**Brief**
Reproduce word for word the portion of the data that runs from the start of the data through the line containing "column 957, row 583", including both ends.
[Start of Records provided]
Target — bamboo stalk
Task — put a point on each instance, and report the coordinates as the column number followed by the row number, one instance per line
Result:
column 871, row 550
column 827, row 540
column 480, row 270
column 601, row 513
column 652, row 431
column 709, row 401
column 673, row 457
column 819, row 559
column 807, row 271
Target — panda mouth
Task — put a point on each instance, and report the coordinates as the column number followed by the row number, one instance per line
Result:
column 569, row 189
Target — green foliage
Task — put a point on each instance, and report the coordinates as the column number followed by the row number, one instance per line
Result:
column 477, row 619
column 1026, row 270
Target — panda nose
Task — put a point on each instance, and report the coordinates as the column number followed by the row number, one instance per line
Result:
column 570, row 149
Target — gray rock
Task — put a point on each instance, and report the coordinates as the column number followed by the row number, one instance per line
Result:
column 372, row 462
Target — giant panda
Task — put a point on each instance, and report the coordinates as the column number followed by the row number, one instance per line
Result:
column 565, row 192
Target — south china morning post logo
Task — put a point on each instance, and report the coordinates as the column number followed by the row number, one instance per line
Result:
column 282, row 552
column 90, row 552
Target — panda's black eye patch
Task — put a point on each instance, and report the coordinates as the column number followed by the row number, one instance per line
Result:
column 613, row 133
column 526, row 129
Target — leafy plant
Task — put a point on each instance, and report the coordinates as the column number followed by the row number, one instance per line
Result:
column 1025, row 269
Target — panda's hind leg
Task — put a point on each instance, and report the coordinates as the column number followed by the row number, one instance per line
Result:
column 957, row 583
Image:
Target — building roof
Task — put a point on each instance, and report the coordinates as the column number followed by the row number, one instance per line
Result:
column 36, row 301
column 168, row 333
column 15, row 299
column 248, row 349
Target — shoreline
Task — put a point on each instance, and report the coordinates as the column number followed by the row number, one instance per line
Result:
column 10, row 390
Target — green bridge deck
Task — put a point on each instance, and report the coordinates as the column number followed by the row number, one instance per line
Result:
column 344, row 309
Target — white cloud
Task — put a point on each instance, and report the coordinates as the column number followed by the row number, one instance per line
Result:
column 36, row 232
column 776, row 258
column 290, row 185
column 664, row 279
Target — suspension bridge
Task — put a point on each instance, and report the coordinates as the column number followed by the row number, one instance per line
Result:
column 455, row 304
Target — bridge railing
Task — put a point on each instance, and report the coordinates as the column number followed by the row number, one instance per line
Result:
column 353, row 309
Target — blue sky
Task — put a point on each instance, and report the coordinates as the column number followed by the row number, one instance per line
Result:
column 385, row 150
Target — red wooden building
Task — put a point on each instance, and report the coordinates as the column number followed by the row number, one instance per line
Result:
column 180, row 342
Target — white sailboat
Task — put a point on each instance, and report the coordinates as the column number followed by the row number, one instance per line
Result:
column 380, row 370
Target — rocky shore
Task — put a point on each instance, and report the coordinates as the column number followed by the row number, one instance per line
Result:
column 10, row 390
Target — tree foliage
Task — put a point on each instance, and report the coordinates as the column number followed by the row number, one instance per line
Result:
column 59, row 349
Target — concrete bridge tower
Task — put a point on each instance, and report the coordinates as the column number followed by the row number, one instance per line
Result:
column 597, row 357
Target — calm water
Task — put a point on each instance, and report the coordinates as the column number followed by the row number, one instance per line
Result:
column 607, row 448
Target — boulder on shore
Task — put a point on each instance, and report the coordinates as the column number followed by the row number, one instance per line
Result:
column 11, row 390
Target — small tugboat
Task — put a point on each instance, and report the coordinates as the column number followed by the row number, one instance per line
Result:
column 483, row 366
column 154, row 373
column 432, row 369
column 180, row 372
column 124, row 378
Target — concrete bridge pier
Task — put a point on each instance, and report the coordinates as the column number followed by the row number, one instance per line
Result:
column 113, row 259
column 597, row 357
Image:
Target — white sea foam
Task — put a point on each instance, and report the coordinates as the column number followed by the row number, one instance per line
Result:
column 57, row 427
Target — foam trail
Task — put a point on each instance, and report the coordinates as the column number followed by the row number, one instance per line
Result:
[End of Records provided]
**Solution for this task**
Target — bamboo stalk
Task — put a point on each instance, and report the coordinates as the column number followed by the row number, one instance per line
Result:
column 871, row 550
column 827, row 540
column 480, row 270
column 601, row 513
column 652, row 431
column 709, row 401
column 673, row 457
column 819, row 559
column 807, row 271
Target — panda mouth
Task — put a point on each instance, and report the coordinates as the column number followed by the row number, one instance per line
Result:
column 569, row 189
Target — green foliage
Task — put a point on each instance, and report the coordinates as the column number followed by the row number, one instance per line
Result:
column 477, row 619
column 1026, row 270
Target — panda nose
Task — put a point on each instance, and report the coordinates as the column number followed by the row number, one instance per line
Result:
column 570, row 149
Target — gray rock
Task — put a point on each instance, and report the coordinates as the column number followed by the row number, one instance per line
Result:
column 372, row 462
Target — giant panda
Task — put a point on each instance, and report the coordinates as the column number followed by the row number, one instance per line
Result:
column 565, row 192
Target — south china morning post logo
Task — put a point on each instance, and report the coordinates as the column number followed by the row number, one instance per line
Result:
column 282, row 552
column 90, row 552
Target — panda's black eye patch
Task — put a point on each instance, and report the coordinates as the column number followed by the row number, one instance per line
Result:
column 613, row 133
column 526, row 129
Target — leafy plant
Task — put a point on each instance, and report the coordinates as the column number followed by the row number, one instance per line
Result:
column 1025, row 269
Target — panda's hind leg
Task — put a point on each instance, and report the coordinates as the column number followed by the row number, one instance per line
Result:
column 957, row 583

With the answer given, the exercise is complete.